What is expected — Render the lines of the material below as a JSON list of strings, one string per line with blank lines omitted, covering only the lines from the first line of the material through the line containing "point(995, 454)", both inclusive.

Entries for pointing at named objects —
+===+
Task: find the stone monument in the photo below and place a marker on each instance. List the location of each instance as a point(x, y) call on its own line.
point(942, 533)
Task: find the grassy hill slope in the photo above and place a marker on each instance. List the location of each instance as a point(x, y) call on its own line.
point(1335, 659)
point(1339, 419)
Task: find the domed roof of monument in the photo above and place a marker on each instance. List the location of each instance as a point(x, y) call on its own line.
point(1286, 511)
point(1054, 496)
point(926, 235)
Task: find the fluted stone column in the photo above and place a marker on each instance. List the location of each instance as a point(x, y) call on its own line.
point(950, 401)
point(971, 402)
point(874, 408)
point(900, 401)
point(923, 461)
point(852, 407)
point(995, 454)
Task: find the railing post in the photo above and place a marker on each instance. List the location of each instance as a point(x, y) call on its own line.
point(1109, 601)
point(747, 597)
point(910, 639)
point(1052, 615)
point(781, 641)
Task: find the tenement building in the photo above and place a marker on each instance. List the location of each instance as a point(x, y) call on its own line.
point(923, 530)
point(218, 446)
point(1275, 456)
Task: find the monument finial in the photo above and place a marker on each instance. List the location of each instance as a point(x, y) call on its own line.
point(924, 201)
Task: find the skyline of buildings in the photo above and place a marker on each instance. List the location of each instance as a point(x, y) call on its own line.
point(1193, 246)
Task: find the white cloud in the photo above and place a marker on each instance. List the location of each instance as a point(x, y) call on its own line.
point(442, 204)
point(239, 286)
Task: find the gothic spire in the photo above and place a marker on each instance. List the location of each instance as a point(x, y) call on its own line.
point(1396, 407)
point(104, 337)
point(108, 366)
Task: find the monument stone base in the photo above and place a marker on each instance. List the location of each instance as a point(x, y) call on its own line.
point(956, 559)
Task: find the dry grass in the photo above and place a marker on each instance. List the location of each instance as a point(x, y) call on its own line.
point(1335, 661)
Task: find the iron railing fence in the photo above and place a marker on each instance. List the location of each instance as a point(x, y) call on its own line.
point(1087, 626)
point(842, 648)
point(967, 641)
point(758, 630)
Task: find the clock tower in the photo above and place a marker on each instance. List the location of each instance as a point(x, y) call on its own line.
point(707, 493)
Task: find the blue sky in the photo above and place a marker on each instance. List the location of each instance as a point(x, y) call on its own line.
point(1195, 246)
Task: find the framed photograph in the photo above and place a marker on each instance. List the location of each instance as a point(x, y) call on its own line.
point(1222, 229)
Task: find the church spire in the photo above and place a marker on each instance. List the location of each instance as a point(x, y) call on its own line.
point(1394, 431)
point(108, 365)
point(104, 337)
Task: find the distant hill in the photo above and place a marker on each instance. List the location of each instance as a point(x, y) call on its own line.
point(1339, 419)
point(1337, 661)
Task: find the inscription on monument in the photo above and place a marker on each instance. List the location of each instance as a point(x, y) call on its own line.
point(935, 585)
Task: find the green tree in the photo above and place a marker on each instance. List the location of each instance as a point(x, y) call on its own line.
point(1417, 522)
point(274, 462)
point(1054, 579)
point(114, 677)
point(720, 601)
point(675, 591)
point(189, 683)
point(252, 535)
+===+
Correct output —
[
  "Task: find the stone monument in the photo below and place a marker on each instance. List the location of each instance as a point(x, y) call on its own line.",
  "point(942, 533)",
  "Task: find the grassy hill slope in the photo above and place a marker on each instance. List the location of each instance as a point(x, y) call on its own line.",
  "point(1335, 659)",
  "point(1339, 419)",
  "Task: find the domed roof of monument in the photo above and place a marker on each instance. List the location of each instance as a point(x, y) call on its own line.",
  "point(1286, 511)",
  "point(1054, 496)",
  "point(926, 235)",
  "Task: find the fluted stone column in the photo above and place a marker on each instance. List the location of each instance as a point(x, y) call on its own line.",
  "point(950, 401)",
  "point(971, 402)",
  "point(874, 408)",
  "point(900, 401)",
  "point(923, 461)",
  "point(852, 407)",
  "point(995, 454)"
]